## [Task to complete]
Report how many lines in the listing below contain the string "Target", giving only the number.

[Entries on locating named things]
◆ ◆ ◆ ◆ ◆ ◆ ◆
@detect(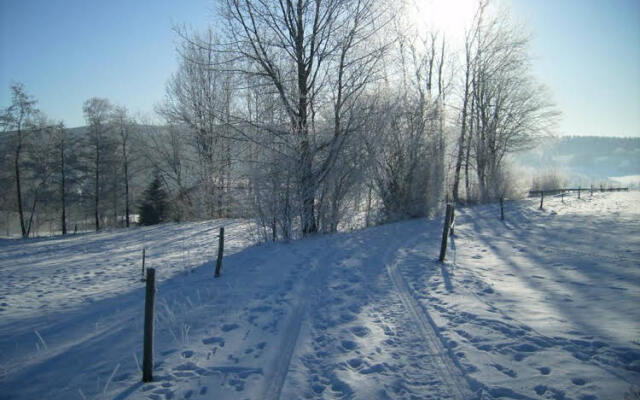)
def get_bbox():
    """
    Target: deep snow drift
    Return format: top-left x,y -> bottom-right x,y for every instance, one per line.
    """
0,192 -> 640,400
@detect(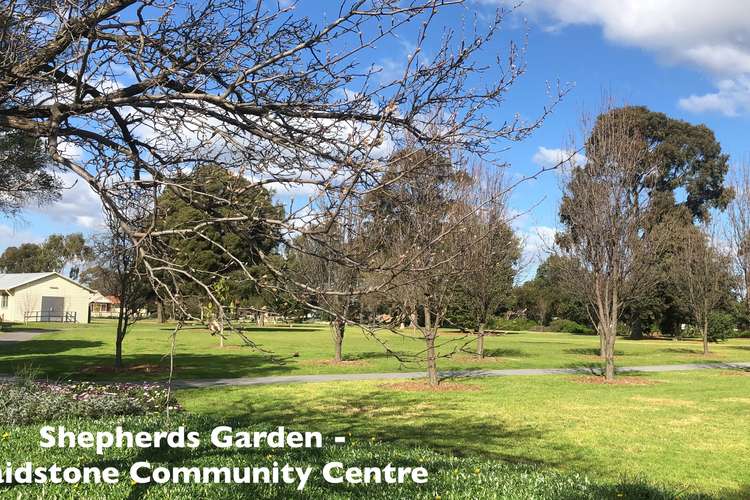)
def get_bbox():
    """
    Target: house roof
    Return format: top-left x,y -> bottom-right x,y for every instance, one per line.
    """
0,272 -> 95,293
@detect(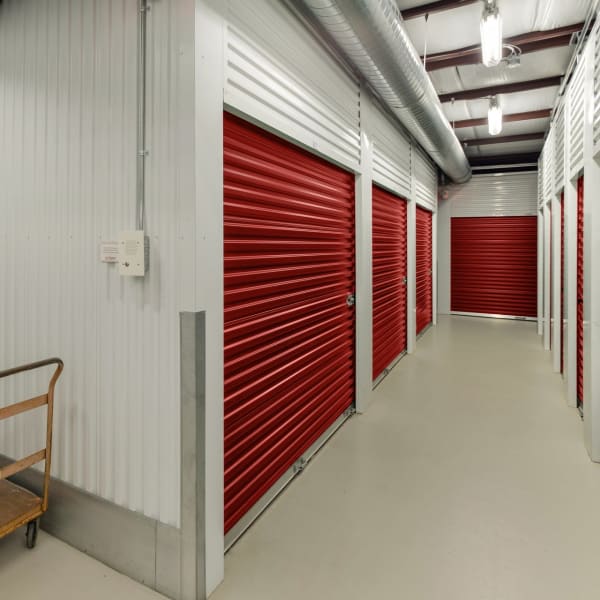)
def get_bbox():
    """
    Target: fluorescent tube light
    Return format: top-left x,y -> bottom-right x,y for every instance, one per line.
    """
481,0 -> 502,67
488,96 -> 502,135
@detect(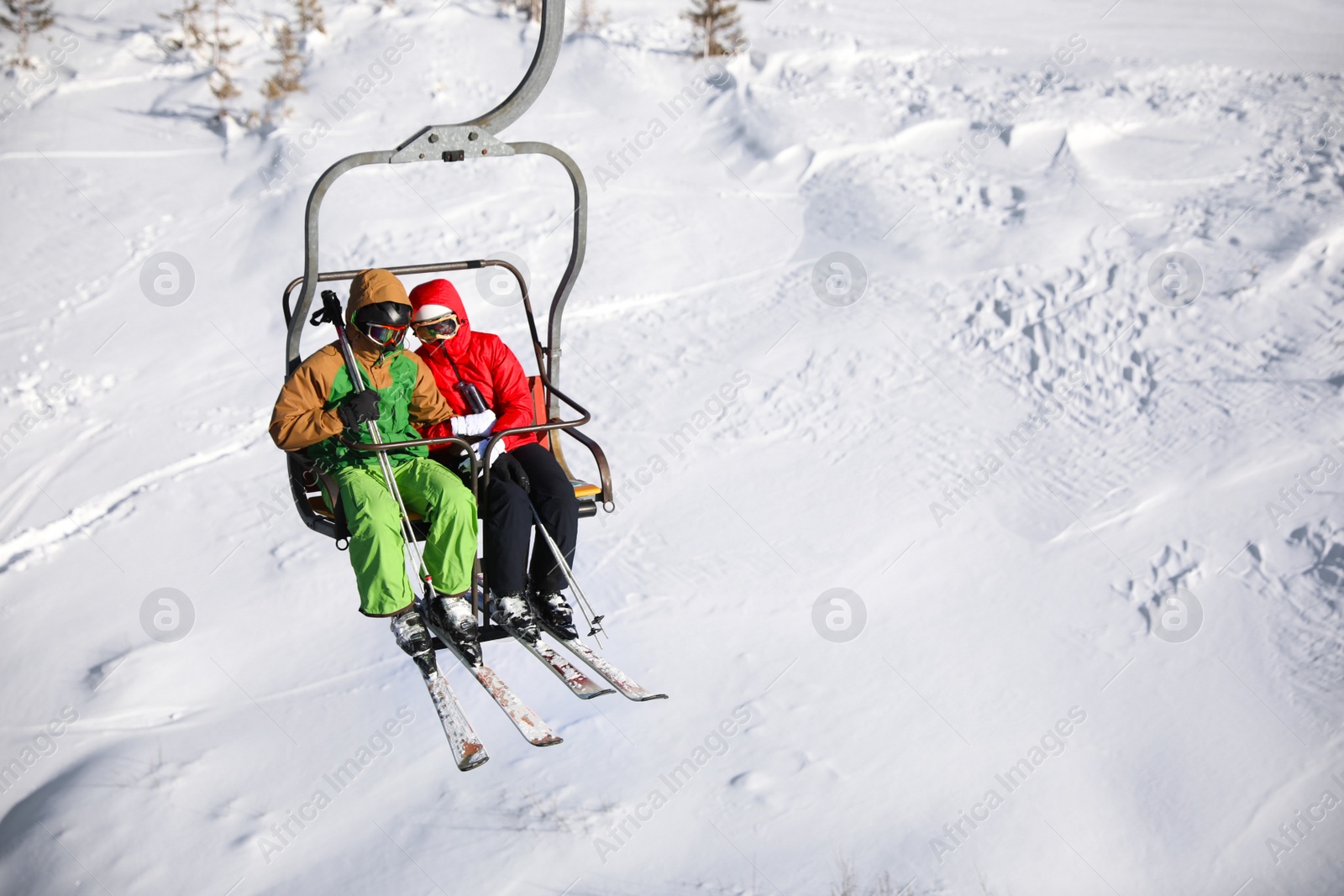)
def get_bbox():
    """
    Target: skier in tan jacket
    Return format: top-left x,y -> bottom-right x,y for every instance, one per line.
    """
270,269 -> 495,663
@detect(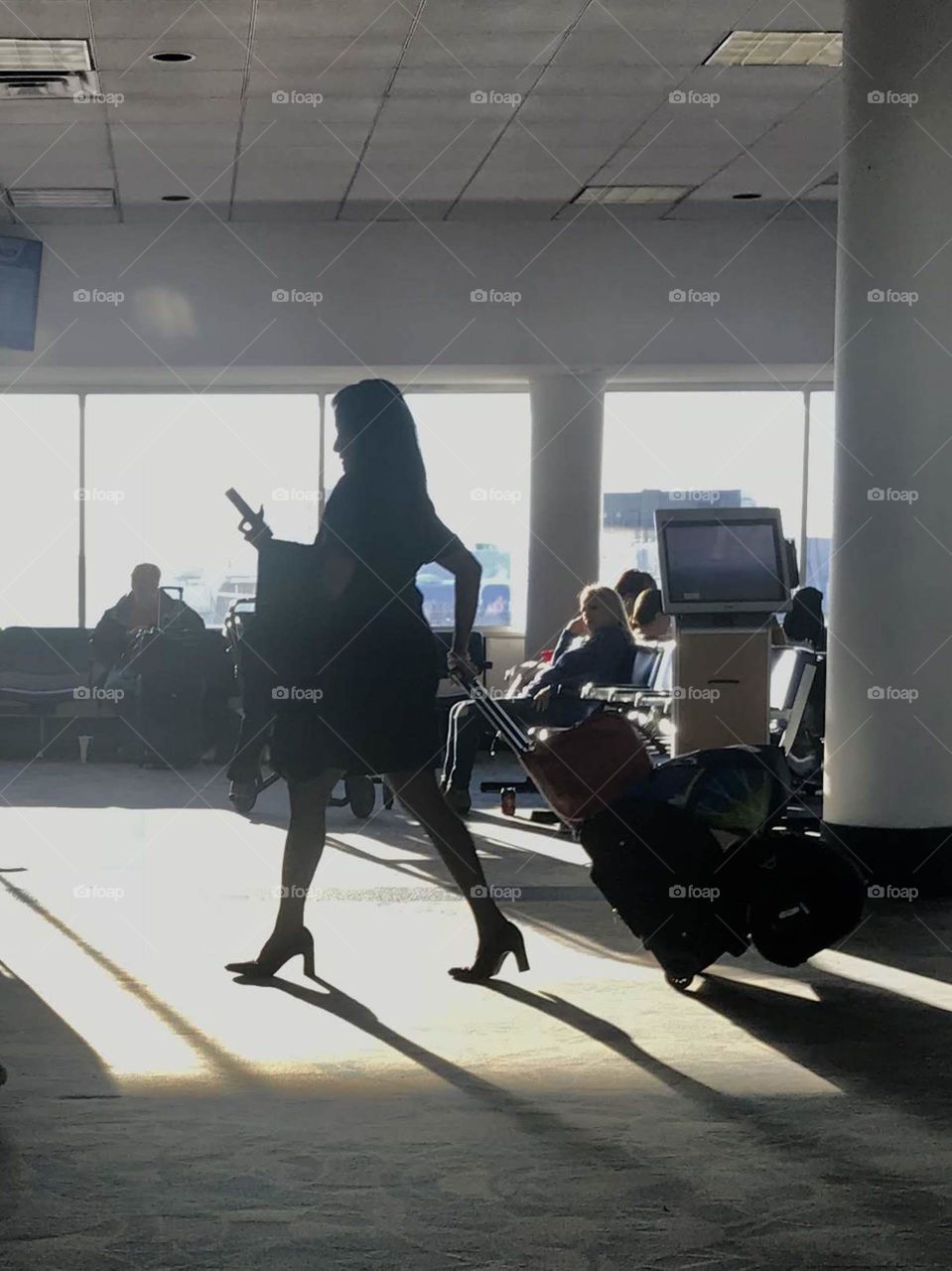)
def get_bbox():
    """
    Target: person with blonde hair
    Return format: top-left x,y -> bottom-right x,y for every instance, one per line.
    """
443,584 -> 634,814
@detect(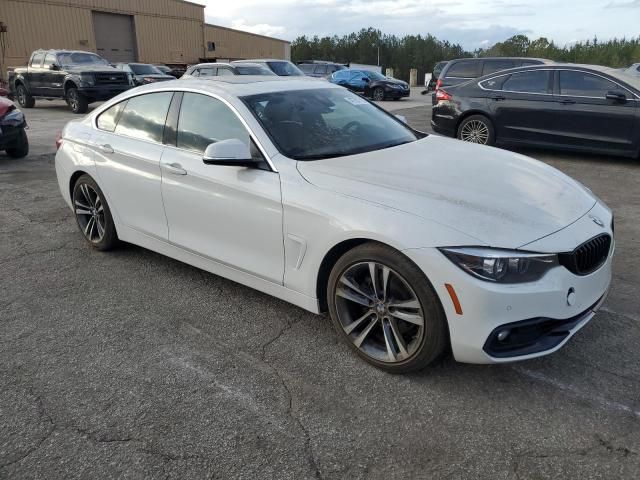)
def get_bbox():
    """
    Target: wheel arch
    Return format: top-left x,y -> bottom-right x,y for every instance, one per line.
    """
455,108 -> 496,138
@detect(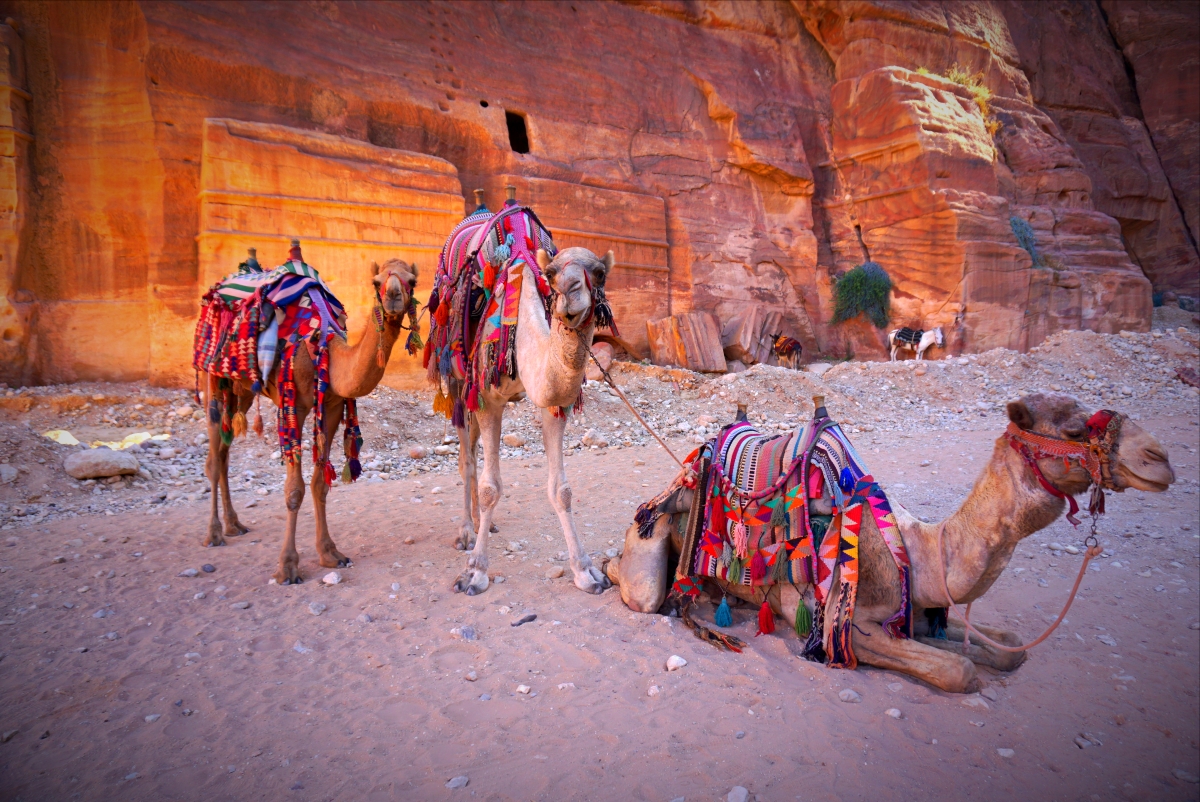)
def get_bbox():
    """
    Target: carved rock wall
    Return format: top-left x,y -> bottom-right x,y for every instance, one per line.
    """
0,0 -> 1195,384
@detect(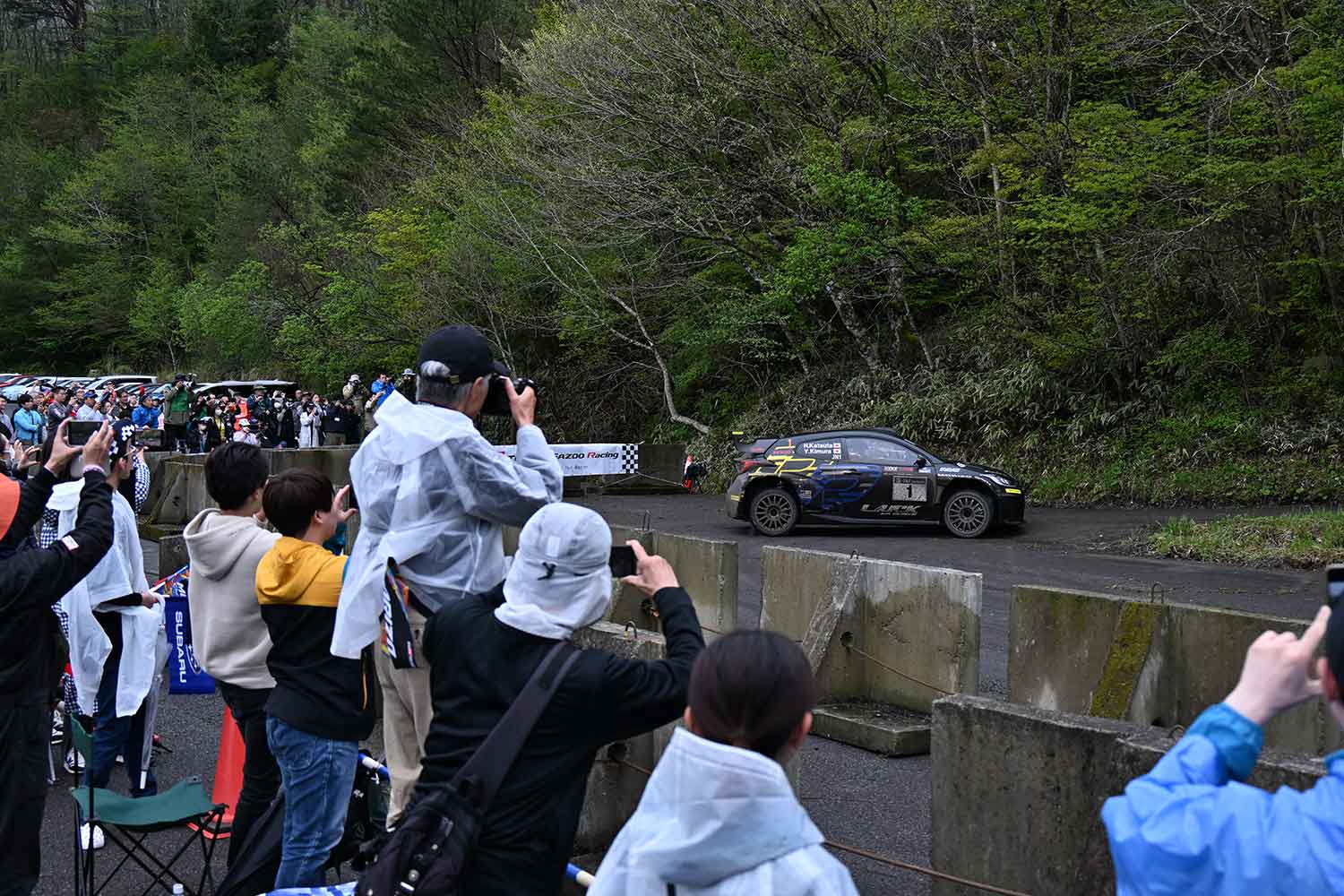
◆ ◆ ◆ ◆ ◆ ◆ ◆
## [The answer]
7